### WRITTEN TASK 1
Please answer these questions about the EEP 049 mailing list message:
(a) Who wrote the quoted message that the reply responds to?
(b) Which language's construct is named as the model for a closer proposal?
(c) How many proposal rewrites does the reply say it is labelling?
### WRITTEN TASK 2
Reproduce word for word the part of the EEP 049 mailing list message starting at "Fred Hebert mononcqc@REDACTED" and ending at "to redesign this.".

### DOCUMENT SECTION
========================

[eeps] EEP 049: Value-Based Error Handling Mechanisms

Fred Hebert mononcqc@REDACTED
Thu Oct 15 16:58:23 CEST 2020


On Thu, Oct 15, 2020 at 3:31 AM Kenneth Lundin <kenneth@REDACTED> wrote:

> We welcome initiatives like this and are positive to revisit this.
> A proposal for something closer to *with* in Elixir looks interesting.
>

Alright. So before I get into the big details, here are a few things /
variables I'm considering if we are to redesign this.

I'm labelling them as below into proposal rewrites 1 through 3, some with
variants. Let me know if some of them sound more interesting.



First, dropping the normative return values of ok | {ok, T} | {error, R}:

begin
    {ok, A} <~ exp(),
    {ok, B} <~ exp(),
    {ok, A+B}
end.

========================

Stored data
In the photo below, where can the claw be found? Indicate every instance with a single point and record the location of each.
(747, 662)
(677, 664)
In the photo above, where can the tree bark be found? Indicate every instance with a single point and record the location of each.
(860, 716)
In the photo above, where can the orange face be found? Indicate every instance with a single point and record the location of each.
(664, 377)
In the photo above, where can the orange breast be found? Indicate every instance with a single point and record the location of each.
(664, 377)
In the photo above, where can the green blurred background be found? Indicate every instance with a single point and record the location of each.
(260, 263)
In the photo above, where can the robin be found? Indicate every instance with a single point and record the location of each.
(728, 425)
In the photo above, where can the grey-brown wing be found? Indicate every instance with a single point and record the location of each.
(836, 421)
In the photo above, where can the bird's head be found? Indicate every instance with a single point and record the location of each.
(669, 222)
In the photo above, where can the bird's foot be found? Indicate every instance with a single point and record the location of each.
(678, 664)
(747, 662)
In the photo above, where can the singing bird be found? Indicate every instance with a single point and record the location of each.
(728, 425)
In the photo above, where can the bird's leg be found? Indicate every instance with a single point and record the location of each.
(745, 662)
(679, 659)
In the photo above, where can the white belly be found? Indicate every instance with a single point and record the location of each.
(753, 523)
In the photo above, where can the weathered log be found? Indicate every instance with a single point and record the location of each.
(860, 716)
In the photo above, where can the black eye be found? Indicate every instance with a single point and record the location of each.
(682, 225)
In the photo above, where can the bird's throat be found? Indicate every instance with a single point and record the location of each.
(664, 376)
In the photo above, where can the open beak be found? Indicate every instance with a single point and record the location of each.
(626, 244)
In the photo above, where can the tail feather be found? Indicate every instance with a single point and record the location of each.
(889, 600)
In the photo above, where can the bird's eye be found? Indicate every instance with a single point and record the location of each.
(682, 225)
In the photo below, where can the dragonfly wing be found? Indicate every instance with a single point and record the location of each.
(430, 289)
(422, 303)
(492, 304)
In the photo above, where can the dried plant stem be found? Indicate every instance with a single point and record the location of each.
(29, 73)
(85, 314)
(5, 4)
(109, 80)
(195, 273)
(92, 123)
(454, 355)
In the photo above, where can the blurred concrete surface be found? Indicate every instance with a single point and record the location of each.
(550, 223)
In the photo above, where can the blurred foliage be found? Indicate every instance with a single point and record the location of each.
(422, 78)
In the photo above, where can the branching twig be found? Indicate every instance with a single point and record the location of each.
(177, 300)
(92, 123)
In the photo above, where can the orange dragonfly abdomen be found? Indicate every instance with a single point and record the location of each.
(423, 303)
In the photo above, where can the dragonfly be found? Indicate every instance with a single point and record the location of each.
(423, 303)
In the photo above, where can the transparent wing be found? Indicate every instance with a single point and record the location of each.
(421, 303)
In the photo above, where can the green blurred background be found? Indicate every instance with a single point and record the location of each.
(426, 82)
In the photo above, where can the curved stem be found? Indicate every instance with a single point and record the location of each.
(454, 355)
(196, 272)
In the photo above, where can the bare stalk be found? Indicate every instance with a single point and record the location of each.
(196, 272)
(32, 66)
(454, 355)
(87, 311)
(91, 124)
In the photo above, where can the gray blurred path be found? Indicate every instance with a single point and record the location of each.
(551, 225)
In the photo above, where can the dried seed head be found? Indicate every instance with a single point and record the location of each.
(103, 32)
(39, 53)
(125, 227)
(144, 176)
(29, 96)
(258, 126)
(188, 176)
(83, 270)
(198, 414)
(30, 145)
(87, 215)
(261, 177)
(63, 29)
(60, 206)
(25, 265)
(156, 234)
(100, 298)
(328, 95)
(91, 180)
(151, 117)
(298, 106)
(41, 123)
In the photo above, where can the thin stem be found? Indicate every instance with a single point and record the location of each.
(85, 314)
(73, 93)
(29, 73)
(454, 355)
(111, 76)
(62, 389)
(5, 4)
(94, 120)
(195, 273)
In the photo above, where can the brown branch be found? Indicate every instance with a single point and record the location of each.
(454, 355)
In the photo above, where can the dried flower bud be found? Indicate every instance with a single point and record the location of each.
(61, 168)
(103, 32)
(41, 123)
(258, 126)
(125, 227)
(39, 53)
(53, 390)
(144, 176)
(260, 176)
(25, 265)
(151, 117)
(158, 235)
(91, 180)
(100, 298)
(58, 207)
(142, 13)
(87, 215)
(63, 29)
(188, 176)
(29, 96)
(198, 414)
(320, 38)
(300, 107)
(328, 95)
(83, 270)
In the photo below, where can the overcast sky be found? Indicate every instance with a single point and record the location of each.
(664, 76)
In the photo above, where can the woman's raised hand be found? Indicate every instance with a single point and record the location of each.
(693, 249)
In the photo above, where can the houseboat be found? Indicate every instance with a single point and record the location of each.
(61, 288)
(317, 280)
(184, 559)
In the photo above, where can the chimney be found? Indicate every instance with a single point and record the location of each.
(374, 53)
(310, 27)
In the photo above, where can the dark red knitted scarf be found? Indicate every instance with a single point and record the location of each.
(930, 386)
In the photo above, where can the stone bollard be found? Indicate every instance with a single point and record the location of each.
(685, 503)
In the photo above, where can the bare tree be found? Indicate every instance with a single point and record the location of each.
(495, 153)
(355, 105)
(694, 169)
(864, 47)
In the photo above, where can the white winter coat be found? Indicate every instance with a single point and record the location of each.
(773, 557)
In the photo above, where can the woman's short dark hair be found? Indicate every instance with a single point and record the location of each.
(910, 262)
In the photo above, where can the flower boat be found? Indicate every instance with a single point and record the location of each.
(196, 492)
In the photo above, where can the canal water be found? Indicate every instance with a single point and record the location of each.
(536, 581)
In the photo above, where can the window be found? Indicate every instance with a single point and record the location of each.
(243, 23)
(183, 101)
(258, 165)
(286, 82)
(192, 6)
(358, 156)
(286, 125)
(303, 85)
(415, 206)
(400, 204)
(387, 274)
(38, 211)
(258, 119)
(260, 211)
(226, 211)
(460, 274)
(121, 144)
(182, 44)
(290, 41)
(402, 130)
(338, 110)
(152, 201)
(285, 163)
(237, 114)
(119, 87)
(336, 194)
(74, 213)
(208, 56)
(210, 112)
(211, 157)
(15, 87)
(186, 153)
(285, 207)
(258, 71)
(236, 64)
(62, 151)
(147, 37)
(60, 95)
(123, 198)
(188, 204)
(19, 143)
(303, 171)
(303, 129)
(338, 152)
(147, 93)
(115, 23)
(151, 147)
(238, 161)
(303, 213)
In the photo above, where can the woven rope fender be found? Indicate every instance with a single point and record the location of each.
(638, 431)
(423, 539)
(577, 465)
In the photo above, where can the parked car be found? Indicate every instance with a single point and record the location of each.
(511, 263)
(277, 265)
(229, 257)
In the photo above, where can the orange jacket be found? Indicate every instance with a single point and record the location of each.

========================

### EXERCISE ANSWER 1
(a) Kenneth Lundin
(b) Elixir
(c) Three (rewrites 1 through 3)

### EXERCISE ANSWER 2
Fred Hebert mononcqc@REDACTED
Thu Oct 15 16:58:23 CEST 2020


On Thu, Oct 15, 2020 at 3:31 AM Kenneth Lundin <kenneth@REDACTED> wrote:

> We welcome initiatives like this and are positive to revisit this.
> A proposal for something closer to *with* in Elixir looks interesting.
>

Alright. So before I get into the big details, here are a few things /
variables I'm considering if we are to redesign this.